▶ [Instruction]
Lay out the lines of the entries below as a Markdown table with the columns Row and Line, beginning with the line containing "One marker per instance of the concrete" and continuing through the line containing "[(285, 176)]", both included. Number each line in Row, and leave out any blank lines.

☆ ☆ ☆ ☆

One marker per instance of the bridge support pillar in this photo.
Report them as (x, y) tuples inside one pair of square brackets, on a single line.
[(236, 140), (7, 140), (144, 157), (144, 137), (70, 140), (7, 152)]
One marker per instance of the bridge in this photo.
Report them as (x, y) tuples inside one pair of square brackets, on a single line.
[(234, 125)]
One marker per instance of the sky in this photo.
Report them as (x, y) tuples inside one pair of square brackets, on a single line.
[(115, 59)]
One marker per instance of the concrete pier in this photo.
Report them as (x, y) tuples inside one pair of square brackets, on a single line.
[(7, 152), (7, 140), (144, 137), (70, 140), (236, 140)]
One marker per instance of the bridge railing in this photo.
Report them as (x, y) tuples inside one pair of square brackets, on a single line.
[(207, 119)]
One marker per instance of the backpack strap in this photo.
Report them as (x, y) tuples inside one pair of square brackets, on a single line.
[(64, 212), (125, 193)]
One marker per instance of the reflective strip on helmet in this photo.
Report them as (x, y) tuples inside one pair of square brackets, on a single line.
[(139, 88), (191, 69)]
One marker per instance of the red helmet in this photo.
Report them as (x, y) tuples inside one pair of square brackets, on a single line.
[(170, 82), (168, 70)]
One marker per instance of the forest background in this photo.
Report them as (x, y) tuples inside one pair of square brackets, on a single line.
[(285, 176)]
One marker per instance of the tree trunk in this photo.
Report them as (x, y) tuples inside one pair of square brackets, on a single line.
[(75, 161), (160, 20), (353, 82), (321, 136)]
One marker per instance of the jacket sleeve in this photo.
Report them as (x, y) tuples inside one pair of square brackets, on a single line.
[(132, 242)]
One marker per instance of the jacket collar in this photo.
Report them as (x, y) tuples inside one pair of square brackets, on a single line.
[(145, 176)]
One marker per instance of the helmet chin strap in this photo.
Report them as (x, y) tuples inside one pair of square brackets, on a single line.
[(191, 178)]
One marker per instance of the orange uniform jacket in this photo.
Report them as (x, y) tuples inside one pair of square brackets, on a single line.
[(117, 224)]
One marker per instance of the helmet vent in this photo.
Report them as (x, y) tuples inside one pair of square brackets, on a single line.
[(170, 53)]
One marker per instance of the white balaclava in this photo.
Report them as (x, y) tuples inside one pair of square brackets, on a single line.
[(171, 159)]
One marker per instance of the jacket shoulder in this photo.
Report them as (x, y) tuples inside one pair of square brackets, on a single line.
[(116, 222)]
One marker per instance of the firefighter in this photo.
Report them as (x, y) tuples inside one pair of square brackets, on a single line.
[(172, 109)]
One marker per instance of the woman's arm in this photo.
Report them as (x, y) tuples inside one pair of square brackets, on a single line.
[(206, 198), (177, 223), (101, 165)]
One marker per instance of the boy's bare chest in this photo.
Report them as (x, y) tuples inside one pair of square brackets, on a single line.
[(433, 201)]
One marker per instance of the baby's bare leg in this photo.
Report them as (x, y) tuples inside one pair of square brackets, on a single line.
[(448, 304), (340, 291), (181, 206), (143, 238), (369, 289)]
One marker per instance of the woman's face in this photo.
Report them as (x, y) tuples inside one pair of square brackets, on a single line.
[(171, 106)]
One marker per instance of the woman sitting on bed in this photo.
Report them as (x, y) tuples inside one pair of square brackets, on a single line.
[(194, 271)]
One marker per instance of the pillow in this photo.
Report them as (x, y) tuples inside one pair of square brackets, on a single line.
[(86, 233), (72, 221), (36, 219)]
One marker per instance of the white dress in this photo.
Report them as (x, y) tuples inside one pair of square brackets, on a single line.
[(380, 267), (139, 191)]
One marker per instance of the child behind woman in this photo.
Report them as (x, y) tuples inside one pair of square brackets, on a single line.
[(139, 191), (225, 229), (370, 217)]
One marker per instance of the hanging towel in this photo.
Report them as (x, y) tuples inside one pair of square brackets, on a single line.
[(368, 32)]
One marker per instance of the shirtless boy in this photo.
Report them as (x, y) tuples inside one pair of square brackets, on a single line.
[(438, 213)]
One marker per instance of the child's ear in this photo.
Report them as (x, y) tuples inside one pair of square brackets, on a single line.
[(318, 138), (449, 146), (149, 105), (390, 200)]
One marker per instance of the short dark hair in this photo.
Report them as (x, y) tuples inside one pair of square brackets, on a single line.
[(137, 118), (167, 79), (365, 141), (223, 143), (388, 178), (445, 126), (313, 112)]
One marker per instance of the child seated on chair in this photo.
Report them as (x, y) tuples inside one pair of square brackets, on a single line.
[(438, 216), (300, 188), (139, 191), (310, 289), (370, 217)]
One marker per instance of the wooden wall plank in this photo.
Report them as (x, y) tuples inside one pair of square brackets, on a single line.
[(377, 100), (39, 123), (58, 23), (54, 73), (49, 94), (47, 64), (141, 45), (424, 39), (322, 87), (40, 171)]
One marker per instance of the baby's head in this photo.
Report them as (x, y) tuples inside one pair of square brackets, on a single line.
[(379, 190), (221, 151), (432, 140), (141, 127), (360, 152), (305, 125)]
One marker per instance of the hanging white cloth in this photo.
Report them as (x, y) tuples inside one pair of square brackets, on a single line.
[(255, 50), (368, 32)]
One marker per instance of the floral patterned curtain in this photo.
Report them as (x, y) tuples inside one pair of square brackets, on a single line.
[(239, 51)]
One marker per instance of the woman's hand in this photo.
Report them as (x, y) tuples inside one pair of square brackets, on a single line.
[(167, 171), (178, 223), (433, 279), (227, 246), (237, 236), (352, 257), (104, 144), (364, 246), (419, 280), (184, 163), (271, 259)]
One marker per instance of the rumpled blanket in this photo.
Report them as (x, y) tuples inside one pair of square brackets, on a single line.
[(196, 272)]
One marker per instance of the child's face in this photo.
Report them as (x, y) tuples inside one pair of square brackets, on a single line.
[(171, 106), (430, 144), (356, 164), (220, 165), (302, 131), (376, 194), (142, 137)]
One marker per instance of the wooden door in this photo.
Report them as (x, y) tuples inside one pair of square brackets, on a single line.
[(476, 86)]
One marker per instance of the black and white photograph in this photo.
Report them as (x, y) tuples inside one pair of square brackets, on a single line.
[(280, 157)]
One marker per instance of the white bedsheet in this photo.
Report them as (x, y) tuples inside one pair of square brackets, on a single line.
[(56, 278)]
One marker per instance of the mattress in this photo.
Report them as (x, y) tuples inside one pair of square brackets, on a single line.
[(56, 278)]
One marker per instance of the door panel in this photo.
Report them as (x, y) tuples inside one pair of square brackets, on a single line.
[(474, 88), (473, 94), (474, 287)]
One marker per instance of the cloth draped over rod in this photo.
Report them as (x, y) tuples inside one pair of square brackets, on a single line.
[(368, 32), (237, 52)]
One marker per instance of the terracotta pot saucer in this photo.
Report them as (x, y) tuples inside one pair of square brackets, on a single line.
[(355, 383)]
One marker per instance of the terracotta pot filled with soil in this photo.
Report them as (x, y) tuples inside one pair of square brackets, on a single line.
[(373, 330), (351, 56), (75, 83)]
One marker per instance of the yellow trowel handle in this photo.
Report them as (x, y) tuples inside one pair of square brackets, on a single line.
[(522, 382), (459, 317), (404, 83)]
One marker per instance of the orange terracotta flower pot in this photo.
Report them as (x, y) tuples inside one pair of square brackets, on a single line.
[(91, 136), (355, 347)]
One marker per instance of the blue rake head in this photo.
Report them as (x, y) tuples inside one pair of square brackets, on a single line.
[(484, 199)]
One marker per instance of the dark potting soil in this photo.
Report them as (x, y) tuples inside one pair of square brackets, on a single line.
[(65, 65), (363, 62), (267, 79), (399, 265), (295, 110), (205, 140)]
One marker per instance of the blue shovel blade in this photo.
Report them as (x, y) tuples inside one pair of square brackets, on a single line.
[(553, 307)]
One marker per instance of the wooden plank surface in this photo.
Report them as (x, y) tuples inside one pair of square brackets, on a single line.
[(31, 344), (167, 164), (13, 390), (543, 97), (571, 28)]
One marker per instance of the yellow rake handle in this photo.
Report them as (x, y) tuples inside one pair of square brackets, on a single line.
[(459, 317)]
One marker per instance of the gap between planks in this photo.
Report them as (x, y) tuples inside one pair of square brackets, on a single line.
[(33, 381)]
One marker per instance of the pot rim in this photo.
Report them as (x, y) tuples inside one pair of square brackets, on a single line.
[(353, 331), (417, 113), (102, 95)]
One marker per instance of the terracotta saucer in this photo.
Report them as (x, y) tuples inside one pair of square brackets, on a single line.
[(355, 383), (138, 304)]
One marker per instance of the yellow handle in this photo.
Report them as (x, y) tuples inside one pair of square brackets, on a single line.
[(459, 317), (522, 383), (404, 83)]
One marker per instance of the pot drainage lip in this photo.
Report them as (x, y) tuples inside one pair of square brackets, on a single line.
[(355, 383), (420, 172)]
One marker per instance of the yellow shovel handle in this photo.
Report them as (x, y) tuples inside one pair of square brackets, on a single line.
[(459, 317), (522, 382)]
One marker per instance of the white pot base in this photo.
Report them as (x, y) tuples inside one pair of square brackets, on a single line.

☆ ☆ ☆ ☆

▶ [Response for this exercise]
| Row | Line |
|---|---|
| 1 | One marker per instance of the concrete pier in this photo. |
| 2 | Report them as (x, y) tuples inside one pair of square brackets, on a single line. |
| 3 | [(7, 152), (7, 140), (144, 137), (70, 140), (236, 140)] |
| 4 | One marker per instance of the bridge railing in this photo. |
| 5 | Report them as (x, y) tuples inside one pair of square brackets, on a single line. |
| 6 | [(207, 119)] |
| 7 | One marker per instance of the backpack strap in this photo. |
| 8 | Report them as (x, y) tuples inside one pair of square brackets, on a single line. |
| 9 | [(64, 212), (125, 193)] |
| 10 | One marker per instance of the reflective strip on helmet in this photo. |
| 11 | Report them as (x, y) tuples inside one pair of square brackets, on a single line. |
| 12 | [(139, 88), (191, 69)] |
| 13 | One marker per instance of the red helmet in this photo. |
| 14 | Report them as (x, y) tuples inside one pair of square brackets, on a single line. |
| 15 | [(170, 82), (168, 70)] |
| 16 | One marker per instance of the forest background in this photo. |
| 17 | Report them as (x, y) tuples inside one pair of square brackets, on a single line. |
| 18 | [(285, 176)] |